(Records from a dataset)
>>

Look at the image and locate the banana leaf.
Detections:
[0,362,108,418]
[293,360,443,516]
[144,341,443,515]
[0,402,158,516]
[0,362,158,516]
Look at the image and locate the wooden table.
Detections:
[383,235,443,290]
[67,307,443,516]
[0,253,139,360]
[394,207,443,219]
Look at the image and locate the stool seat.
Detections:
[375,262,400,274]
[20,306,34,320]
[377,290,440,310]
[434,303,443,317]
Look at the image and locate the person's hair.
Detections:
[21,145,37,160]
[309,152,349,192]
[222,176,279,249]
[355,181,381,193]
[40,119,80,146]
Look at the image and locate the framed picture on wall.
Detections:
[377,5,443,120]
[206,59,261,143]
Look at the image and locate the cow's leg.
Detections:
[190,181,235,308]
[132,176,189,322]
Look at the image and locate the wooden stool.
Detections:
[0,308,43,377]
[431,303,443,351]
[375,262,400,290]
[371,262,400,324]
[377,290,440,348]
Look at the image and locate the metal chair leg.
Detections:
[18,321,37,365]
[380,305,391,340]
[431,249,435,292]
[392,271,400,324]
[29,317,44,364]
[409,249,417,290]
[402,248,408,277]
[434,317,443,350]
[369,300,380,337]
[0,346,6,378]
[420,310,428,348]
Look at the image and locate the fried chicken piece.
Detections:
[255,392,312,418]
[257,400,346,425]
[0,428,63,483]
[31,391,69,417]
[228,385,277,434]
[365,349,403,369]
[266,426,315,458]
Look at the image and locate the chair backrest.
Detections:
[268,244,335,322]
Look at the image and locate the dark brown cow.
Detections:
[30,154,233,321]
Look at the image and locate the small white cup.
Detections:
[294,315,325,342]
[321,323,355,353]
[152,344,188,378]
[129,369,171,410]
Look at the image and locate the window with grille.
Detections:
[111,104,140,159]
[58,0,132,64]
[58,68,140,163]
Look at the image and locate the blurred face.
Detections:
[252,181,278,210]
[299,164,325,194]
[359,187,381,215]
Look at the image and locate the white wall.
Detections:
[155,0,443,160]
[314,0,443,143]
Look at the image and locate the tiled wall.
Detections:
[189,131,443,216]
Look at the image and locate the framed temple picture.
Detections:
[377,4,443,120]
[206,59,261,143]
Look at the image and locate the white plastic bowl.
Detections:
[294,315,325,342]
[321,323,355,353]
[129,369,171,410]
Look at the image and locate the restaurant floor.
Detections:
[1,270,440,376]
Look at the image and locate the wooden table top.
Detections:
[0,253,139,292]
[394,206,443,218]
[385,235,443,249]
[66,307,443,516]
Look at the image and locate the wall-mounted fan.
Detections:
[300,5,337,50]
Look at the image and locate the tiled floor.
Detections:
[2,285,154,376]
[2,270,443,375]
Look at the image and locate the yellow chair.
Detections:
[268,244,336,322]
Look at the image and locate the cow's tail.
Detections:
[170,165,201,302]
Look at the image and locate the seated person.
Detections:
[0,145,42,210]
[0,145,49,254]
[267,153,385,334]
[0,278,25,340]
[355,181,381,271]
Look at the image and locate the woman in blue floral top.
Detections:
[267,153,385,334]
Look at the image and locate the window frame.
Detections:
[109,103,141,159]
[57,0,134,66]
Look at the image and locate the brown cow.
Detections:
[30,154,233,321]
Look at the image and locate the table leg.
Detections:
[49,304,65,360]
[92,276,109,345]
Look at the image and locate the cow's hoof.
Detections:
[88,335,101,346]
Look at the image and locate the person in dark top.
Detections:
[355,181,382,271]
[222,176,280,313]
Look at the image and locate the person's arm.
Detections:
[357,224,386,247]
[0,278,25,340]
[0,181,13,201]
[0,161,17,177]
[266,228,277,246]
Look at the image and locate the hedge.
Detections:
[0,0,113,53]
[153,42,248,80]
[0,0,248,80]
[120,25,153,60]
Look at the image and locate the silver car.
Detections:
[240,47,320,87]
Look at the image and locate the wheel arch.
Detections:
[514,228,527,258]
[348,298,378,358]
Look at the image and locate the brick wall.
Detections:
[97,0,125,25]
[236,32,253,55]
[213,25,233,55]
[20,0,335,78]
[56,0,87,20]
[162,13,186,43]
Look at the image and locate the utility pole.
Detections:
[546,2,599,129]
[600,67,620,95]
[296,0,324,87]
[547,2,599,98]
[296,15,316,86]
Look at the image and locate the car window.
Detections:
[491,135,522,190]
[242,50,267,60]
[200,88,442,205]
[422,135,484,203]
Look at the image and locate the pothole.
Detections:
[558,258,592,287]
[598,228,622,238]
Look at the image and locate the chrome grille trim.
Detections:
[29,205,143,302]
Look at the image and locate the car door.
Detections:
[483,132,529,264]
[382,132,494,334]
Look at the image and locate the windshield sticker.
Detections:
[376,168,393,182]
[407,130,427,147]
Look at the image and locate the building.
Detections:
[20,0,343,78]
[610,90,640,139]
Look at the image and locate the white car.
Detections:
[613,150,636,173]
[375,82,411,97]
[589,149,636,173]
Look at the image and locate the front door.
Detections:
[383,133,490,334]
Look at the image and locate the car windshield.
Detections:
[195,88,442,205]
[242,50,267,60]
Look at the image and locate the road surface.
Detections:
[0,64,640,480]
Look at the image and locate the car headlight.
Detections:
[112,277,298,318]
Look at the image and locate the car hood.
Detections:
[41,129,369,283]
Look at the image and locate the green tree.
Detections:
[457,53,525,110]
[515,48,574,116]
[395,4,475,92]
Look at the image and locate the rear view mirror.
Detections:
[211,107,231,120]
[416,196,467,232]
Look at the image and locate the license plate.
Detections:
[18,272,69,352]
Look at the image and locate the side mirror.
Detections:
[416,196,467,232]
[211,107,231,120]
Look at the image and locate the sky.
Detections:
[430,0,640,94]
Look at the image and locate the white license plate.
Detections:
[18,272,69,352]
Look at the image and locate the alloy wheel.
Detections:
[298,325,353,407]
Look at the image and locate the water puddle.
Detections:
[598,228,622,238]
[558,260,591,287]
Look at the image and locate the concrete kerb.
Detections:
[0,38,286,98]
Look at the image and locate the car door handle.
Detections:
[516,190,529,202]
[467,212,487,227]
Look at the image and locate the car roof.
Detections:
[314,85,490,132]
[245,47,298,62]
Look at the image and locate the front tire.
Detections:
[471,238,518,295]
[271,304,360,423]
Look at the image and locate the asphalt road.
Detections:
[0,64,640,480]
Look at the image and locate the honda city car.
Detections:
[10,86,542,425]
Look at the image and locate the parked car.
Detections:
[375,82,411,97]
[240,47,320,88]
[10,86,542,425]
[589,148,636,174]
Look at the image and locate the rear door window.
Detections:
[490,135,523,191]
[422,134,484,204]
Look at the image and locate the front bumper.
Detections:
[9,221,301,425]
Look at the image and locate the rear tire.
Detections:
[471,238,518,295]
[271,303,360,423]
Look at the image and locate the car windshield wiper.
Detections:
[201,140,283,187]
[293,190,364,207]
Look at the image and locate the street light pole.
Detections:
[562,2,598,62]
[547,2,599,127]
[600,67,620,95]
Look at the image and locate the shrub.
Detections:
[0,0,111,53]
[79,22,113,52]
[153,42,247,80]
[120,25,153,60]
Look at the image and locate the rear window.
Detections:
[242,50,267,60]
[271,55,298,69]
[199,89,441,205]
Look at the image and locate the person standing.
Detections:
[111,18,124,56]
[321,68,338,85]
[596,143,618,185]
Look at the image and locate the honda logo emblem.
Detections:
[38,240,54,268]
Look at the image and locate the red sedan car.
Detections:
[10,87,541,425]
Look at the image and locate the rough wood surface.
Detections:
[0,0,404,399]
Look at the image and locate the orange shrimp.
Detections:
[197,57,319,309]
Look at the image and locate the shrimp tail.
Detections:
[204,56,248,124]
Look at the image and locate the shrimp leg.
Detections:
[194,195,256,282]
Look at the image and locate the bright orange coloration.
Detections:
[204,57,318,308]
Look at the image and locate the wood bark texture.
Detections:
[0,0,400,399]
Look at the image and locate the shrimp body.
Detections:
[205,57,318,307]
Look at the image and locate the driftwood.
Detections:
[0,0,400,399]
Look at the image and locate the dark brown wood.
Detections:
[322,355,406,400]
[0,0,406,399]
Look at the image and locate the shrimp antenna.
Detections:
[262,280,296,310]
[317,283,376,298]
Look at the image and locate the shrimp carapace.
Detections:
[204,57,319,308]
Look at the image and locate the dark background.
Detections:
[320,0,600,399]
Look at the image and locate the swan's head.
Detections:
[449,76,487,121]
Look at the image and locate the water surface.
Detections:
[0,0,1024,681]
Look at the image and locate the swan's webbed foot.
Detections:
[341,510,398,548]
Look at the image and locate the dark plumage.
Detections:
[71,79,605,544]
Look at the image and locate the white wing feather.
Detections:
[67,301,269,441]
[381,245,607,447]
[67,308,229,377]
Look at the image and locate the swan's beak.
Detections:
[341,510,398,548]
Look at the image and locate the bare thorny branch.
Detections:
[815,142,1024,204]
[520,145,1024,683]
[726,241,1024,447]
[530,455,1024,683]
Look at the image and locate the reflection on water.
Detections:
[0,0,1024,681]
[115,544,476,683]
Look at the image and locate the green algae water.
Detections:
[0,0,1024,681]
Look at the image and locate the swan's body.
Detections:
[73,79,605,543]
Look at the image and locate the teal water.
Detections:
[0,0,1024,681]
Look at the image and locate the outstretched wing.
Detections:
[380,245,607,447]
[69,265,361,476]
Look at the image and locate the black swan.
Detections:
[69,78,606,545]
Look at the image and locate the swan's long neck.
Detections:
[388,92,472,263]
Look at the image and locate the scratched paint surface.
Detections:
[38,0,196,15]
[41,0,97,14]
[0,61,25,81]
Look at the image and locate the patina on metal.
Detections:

<<

* _Goal_:
Change "Detections" to "Boxes found" in the lines from the first one through the line holding "[132,176,189,322]", inclusive, and write out those lines again with nothing else altered.

* _Full output_:
Look at the image and locate the banana leaf.
Boxes found:
[0,362,108,418]
[293,360,443,516]
[144,341,443,515]
[0,402,158,516]
[0,362,158,516]
Look at the image and locate the wooden table.
Boxes found:
[383,235,443,290]
[67,307,443,516]
[0,253,139,360]
[394,207,443,219]
Look at the image and locate the stool seat.
Boxes found:
[375,262,400,274]
[20,306,34,320]
[377,290,440,310]
[434,303,443,317]
Look at the image and locate the person's hair.
Boxes found:
[21,145,37,160]
[309,152,349,192]
[222,176,279,249]
[355,181,381,193]
[40,119,80,146]
Look at the image and locate the framed picture on wall.
Boxes found:
[377,5,443,120]
[206,59,261,143]
Look at the image and locate the cow's leg.
Boxes found:
[190,181,235,308]
[132,176,189,322]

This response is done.